Raw records
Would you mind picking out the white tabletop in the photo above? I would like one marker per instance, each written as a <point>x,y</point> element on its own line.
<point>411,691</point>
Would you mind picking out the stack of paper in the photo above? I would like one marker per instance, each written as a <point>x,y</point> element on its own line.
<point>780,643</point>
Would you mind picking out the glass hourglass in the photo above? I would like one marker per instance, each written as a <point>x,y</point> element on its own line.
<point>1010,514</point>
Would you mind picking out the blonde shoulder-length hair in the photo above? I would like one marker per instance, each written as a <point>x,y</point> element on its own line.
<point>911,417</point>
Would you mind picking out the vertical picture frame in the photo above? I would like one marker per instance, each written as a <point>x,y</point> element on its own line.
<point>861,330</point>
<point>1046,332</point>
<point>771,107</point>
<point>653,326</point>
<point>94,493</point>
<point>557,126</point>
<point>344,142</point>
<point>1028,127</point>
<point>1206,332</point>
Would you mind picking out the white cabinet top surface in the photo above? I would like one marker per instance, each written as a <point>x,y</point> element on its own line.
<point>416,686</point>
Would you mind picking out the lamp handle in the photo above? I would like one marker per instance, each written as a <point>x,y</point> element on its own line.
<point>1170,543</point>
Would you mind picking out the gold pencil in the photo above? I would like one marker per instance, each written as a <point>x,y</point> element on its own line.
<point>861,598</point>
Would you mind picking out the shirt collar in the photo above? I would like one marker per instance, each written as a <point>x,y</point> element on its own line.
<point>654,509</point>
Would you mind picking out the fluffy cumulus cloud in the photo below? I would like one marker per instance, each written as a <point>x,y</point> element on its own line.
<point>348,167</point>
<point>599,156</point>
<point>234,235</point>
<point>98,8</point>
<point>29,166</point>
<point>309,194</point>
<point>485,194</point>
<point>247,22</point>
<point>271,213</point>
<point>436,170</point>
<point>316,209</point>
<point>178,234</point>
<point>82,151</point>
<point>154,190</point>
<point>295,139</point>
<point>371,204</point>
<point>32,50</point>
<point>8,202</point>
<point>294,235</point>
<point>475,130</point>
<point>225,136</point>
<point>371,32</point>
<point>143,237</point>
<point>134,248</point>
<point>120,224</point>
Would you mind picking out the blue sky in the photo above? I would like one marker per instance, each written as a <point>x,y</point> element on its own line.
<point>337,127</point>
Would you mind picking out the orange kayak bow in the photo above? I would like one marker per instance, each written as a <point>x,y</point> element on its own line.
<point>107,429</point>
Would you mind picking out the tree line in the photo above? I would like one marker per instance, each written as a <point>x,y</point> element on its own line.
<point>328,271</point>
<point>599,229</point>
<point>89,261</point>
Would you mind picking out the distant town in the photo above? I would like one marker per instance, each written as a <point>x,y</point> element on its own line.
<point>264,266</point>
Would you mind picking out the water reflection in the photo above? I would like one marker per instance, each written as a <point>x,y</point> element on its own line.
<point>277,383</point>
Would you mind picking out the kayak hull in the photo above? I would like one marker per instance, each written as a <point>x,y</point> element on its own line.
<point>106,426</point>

==

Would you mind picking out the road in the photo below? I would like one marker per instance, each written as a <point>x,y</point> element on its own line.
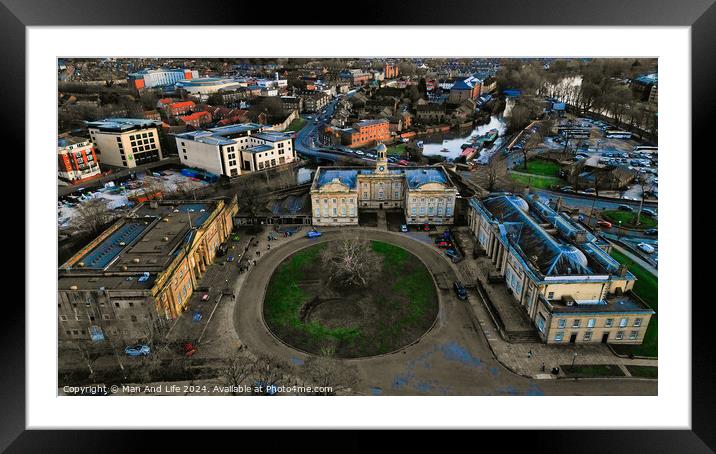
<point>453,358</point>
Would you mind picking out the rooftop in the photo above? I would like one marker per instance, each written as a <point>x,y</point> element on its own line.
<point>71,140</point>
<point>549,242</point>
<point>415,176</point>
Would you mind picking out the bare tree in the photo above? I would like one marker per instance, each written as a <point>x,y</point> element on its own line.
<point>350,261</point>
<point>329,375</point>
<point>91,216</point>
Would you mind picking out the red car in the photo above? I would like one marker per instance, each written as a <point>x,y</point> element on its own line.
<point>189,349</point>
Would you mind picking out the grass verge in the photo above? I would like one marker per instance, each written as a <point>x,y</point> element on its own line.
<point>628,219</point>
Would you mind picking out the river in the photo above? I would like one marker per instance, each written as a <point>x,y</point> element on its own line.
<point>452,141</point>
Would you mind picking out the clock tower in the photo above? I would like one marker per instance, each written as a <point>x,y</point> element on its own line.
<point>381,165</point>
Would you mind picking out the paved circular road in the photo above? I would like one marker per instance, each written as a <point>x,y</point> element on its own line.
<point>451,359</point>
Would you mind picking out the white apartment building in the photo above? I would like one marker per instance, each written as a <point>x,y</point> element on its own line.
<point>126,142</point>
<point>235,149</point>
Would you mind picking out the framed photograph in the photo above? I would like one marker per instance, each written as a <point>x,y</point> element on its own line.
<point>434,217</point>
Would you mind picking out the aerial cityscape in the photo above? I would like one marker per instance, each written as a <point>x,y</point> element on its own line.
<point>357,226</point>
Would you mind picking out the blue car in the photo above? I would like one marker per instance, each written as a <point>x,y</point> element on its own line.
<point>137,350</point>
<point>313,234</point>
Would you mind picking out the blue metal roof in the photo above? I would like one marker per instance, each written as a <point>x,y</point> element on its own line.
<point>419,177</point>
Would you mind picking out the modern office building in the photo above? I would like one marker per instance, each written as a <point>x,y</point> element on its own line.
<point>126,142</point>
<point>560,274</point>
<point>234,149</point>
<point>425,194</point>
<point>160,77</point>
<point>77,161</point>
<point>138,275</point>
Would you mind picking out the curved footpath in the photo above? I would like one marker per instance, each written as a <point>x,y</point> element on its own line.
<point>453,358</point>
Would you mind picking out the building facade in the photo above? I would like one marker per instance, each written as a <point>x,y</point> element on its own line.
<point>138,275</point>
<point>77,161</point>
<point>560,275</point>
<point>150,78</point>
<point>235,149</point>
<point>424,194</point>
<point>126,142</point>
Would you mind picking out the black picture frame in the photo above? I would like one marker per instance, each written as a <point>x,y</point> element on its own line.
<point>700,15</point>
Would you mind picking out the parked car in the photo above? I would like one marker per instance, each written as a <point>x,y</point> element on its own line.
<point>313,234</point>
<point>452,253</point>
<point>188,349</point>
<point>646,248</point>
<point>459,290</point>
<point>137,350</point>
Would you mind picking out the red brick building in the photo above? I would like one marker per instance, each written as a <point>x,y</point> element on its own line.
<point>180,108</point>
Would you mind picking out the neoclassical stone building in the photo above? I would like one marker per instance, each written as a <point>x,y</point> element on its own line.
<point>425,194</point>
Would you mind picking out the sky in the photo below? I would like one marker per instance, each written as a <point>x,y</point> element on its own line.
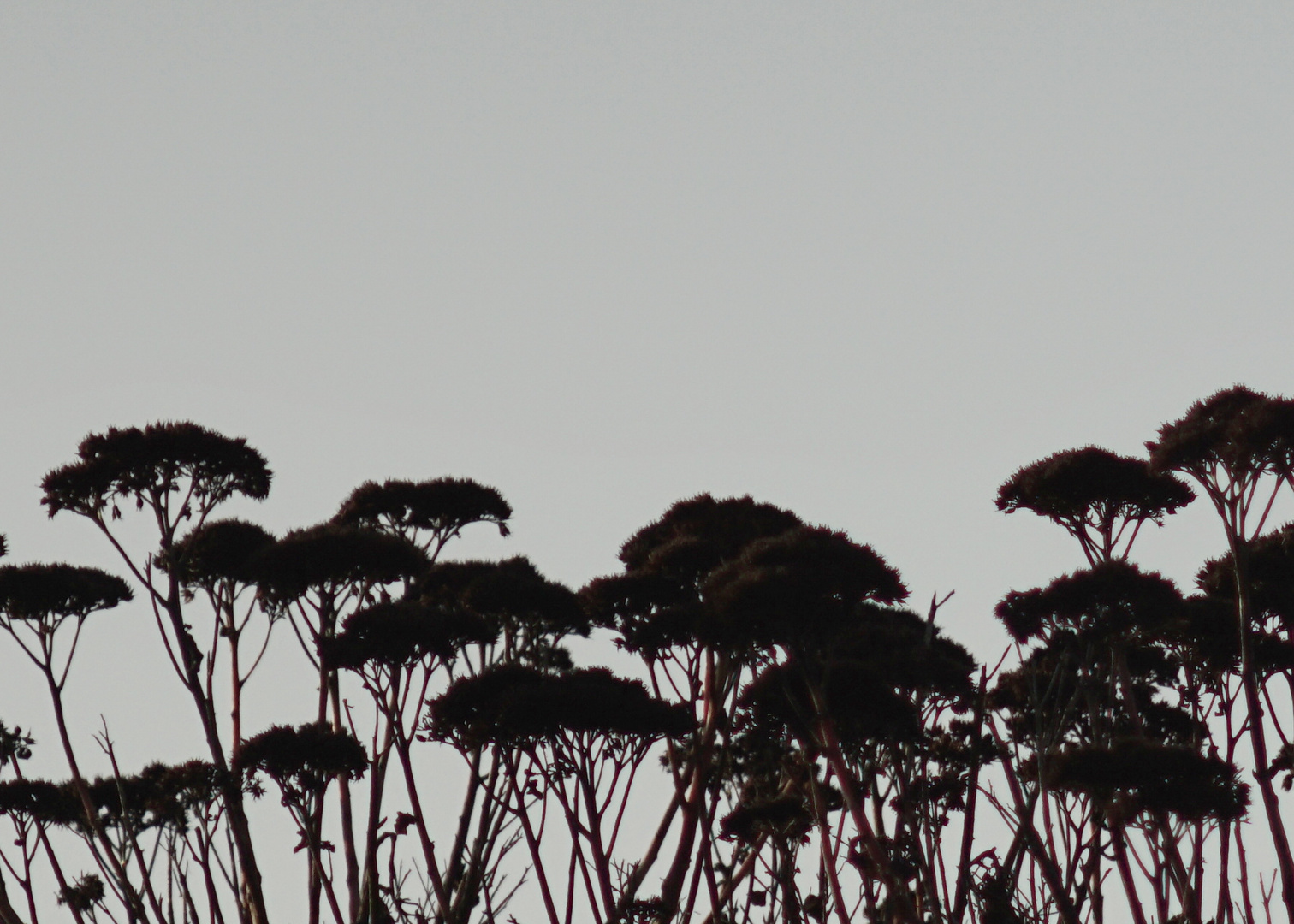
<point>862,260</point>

What the task requires
Copy the items verbatim, starting at the line containing "Would you mind picking out the black" and ending after the line containing "<point>862,260</point>". Omit the pictures from your copy.

Completed exercise
Would you mind picking out the black picture frame in the photo above? I would like one marker per instance, each written as a <point>x,y</point> element on its own line.
<point>700,15</point>
Would you mind picking out the parked car in the photo above? I would like one marker per instance, each written as a <point>x,y</point> element on its own line.
<point>313,234</point>
<point>452,253</point>
<point>188,349</point>
<point>646,248</point>
<point>459,290</point>
<point>137,350</point>
Would you mind picking out the red brick building in the photo above? I would like one marker per instance, each written as a <point>x,y</point> element on its own line.
<point>180,108</point>
Would you mind picking out the neoclassical stone building in the photo above? I would like one marker per instance, each written as a <point>x,y</point> element on its own line.
<point>425,194</point>
Would you mind picking out the sky in the photo below? I would like one marker per instance, each written as a <point>x,y</point> element on its own line.
<point>862,260</point>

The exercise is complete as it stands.